> **Data extract**
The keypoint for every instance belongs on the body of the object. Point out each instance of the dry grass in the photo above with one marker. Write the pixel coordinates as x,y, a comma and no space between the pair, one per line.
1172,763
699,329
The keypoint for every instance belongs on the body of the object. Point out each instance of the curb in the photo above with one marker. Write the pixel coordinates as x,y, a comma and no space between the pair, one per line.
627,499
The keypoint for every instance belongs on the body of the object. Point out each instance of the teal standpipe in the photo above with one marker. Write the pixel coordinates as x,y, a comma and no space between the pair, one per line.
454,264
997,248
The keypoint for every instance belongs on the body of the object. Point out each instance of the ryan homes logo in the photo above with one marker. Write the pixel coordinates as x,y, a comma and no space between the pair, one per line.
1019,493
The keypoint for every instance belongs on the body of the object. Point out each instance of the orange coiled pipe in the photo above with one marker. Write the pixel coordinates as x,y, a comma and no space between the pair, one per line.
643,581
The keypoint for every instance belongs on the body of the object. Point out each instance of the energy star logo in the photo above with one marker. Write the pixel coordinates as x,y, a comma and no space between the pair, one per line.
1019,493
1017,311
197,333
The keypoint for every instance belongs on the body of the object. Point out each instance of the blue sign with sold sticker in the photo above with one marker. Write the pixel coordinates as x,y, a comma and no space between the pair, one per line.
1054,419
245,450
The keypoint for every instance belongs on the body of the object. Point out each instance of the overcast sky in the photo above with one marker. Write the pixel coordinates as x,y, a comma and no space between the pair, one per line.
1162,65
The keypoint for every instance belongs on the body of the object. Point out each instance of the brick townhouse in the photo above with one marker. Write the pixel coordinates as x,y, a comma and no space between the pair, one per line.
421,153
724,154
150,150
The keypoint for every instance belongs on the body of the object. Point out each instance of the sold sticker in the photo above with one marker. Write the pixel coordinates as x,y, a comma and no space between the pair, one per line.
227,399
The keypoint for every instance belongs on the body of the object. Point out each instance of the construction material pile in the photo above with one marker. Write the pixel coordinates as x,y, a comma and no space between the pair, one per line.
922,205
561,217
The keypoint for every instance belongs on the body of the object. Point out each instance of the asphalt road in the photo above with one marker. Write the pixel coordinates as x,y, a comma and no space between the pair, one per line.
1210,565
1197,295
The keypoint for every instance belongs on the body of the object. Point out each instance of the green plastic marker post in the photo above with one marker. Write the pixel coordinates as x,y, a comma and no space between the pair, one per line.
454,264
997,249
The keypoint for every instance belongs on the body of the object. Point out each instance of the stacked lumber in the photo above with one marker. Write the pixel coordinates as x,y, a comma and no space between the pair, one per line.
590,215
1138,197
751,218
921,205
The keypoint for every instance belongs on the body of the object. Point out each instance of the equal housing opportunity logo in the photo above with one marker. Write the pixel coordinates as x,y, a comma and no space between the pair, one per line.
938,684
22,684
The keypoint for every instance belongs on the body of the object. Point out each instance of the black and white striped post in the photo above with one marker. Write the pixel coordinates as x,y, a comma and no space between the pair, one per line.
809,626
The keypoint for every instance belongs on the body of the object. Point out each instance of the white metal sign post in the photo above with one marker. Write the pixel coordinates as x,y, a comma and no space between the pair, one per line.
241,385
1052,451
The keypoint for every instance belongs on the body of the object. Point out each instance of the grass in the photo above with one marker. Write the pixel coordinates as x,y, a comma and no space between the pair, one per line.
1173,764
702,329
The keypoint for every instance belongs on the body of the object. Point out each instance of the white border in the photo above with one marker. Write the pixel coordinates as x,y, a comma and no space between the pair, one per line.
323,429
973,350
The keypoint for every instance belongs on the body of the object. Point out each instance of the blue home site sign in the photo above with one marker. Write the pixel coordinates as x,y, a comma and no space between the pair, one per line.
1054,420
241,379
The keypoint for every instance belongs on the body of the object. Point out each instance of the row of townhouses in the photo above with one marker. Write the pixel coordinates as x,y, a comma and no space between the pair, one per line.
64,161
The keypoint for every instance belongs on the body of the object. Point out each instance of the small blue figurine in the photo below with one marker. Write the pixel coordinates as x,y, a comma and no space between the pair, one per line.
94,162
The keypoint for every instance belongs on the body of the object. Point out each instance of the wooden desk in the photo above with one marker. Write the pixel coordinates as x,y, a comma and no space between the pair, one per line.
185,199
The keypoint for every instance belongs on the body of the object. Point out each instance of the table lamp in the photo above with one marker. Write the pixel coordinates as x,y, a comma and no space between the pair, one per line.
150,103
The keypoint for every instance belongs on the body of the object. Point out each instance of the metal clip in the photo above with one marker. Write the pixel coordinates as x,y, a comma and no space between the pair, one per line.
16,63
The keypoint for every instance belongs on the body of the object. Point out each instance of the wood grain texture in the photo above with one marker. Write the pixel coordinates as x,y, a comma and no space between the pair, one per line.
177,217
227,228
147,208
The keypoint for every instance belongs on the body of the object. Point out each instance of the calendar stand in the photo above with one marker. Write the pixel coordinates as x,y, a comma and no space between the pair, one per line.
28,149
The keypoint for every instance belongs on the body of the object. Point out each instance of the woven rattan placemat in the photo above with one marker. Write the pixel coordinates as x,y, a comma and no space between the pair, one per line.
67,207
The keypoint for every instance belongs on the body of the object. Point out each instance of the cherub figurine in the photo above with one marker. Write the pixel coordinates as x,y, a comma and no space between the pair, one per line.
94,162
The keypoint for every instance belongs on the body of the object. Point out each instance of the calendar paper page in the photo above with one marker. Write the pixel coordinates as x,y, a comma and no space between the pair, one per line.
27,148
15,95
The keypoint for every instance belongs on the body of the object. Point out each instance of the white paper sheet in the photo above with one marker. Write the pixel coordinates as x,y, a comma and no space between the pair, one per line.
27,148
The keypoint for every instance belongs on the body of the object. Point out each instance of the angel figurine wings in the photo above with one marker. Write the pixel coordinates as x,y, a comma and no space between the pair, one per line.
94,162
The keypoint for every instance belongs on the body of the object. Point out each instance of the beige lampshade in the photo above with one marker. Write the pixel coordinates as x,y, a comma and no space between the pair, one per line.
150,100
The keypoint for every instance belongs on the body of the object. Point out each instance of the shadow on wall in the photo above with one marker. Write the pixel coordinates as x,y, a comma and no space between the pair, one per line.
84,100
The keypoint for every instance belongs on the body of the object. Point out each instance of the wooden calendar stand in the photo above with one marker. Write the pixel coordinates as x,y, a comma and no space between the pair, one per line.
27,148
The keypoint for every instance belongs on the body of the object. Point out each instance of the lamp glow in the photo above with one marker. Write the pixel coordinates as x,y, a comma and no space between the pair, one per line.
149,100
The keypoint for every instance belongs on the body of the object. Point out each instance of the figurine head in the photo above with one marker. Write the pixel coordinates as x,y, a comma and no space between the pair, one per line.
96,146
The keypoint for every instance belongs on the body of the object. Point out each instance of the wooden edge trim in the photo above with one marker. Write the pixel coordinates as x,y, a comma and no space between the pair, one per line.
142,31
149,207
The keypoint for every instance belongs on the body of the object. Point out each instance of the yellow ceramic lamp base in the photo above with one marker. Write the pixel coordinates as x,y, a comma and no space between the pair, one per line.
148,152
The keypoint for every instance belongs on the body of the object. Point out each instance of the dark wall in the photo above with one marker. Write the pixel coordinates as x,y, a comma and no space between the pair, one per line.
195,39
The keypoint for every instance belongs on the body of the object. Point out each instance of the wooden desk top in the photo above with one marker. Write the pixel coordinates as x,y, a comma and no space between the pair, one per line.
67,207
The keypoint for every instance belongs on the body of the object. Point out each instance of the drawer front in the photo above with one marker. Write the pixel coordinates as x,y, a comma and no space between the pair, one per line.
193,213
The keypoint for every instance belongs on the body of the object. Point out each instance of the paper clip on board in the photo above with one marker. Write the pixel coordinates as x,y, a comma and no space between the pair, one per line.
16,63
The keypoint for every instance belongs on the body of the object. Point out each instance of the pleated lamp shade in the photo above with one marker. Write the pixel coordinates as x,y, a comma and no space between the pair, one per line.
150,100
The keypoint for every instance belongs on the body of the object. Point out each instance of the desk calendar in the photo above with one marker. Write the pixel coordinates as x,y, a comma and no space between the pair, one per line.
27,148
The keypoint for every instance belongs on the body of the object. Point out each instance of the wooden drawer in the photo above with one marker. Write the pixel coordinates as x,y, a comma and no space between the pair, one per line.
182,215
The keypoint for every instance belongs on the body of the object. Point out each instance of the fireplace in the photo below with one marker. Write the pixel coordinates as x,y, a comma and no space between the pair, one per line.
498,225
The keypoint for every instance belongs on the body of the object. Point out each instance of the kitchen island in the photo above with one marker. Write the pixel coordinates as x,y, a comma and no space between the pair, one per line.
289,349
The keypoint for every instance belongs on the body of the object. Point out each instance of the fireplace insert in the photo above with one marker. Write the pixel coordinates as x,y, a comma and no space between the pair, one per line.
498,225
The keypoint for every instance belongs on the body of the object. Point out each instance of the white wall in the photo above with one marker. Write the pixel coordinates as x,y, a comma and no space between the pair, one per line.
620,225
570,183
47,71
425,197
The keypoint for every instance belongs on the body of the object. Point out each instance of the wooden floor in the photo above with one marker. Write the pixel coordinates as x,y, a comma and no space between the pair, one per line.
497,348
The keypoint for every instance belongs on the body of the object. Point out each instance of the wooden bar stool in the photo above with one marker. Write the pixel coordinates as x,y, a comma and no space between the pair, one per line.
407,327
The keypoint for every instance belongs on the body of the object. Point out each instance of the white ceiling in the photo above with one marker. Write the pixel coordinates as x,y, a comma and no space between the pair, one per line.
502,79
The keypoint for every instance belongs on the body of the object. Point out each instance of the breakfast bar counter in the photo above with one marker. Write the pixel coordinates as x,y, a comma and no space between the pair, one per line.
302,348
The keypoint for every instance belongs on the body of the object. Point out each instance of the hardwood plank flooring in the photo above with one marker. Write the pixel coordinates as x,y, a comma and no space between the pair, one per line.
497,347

> **What is being asked**
Copy every line of the listing above, from the line containing "the fireplace insert" down through its final line, both included, shifting each pixel coordinate value up by 132.

> **The response**
The keypoint for every instance belongs on the body of the object. Point out each instance of the fireplace insert in the photo above with one marker. Write the pixel coordinates as x,y, a comma and no space between the pair, one per line.
630,357
The keypoint for every instance belongs on the body of the object. Point out each instance of the white wall in the photo above with one marker. Write the pixel coordinates as x,y, a comma and no space between the pair, one per line.
752,357
702,315
179,203
557,329
The keypoint for every instance belongs on the body of the object. Point out each instance of the wooden floor in the photo above with one marker. Write the pixel coordinates as x,y, a comma and no space between the pair, one per line.
629,480
The keypoint for every instance belongs on the body of the object. Point out each instance of the wooden bar stool in the photo above with one marker. Write the pixel coordinates as x,y, a comma and no space between the pair, one per line.
539,459
The keypoint for every instance belongs on the body of the object. Point out each instance of the white ceiling in the photo above with one marker. Write the pixel coordinates as x,y, a comma and no space between the pair, one per line.
634,211
The keypoint for every instance belongs on the body of the object. Point out each instance of the breakfast bar counter in the photo above with one marker. Write the pixel coordinates as x,y, a comma and no space between the pair, one per line.
434,480
The keypoint for every instance belongs on the body of the object. Point out each instance of the hardwood plank flooring in the photo above with one marker. Write the pixel coordinates as x,y, a comma and no space between the pair, one per line.
629,479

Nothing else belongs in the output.